**Excerpts from a dataset**

☆ ☆ ☆ ☆

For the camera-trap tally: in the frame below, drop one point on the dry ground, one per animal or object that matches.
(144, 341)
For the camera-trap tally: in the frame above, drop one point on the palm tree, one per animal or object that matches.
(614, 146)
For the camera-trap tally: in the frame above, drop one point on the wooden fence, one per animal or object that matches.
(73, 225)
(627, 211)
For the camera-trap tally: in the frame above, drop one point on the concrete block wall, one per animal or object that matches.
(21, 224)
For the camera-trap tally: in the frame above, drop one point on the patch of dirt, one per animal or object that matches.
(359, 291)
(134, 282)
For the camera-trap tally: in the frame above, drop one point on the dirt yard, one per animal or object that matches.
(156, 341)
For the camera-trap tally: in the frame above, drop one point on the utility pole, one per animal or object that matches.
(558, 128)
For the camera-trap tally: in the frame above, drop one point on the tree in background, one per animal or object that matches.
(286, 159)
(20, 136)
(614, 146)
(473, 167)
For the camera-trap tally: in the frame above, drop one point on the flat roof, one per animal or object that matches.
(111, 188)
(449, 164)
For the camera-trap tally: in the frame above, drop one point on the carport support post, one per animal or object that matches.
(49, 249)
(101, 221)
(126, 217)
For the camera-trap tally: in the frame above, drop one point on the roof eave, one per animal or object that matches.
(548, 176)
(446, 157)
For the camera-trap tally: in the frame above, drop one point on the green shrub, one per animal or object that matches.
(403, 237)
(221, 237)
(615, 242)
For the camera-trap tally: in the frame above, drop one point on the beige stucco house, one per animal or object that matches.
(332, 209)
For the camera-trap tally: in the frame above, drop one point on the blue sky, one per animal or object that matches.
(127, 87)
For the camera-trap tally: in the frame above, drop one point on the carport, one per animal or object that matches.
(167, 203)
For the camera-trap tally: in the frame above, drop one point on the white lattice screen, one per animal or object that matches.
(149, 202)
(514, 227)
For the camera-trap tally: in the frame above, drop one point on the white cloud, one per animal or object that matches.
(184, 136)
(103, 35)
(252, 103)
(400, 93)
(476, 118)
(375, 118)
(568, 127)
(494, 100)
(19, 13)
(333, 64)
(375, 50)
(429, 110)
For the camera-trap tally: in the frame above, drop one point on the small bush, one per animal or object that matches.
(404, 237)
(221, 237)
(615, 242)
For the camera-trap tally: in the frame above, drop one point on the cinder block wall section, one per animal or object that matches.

☆ ☆ ☆ ☆

**Task brief**
Transcribe all of the entries without alteration.

**Task result**
For the camera-trap tally: in the frame below, drop one point on the dry ground, one per animal or object that matches.
(144, 341)
For the camera-trap tally: in the frame above, drop one point on the palm tree, one per animal or object that matches.
(614, 146)
For the camera-trap tally: in the frame above, drop one point on the wooden fence, one per animal or object that matches.
(73, 225)
(627, 211)
For the camera-trap tally: in the frame above, drop one point on the concrete block wall, one per animal or object that matches.
(21, 224)
For the camera-trap tally: in the frame above, drop one point on the patch of dirt, one per animal or object that matches.
(359, 291)
(134, 282)
For the camera-trap tally: in the frame above, drop one point on the dirt yard, one per animal or object that matches.
(156, 341)
For the camera-trap tally: in the frame above, drop one point on the utility pole, one per animal or object that matches.
(558, 128)
For the camera-trap tally: in the frame above, drop one point on the tree in background, one per animal or object that matches.
(286, 159)
(20, 136)
(614, 146)
(473, 167)
For the camera-trap tally: in the frame above, drop one point on the flat roof, one per animal or object that matches.
(111, 188)
(449, 164)
For the camera-trap tally: in the frame above, drop one point on the carport support post, one per animal or object that matches.
(49, 249)
(101, 221)
(126, 217)
For the camera-trap tally: in the frame above, drop one point on the roof eave, one per animal or object that matches.
(548, 176)
(446, 157)
For the camera-trap tally: in the frame above, drop one point on the green shrub, one per animal or object that matches.
(403, 237)
(221, 237)
(615, 242)
For the camera-trap tally: in the frame above, drop one point on the beige stucco house, one per animal or object that matches.
(332, 209)
For the camera-trap tally: in the frame above, drop one point on the blue sky, one per animal or object that matches.
(127, 87)
For the camera-trap tally: in the frame above, drop one point on the carport, one per animal or object that matches.
(167, 203)
For the camera-trap tally: in the frame above, drop one point on the white lattice screen, one per animal or object that matches.
(149, 202)
(514, 227)
For the camera-trap tally: in the frame above, drop one point on the white cloud, one per animal or object that matches.
(184, 136)
(103, 35)
(252, 103)
(400, 93)
(476, 118)
(375, 118)
(568, 127)
(494, 100)
(19, 13)
(333, 64)
(375, 50)
(429, 110)
For the camera-trap tally: in the frame above, drop one point on the small bush, one per animal or object that matches.
(404, 237)
(221, 237)
(615, 242)
For the camera-trap tally: in the frame above, drop one point on the cinder block wall section, one per animal or object that matches.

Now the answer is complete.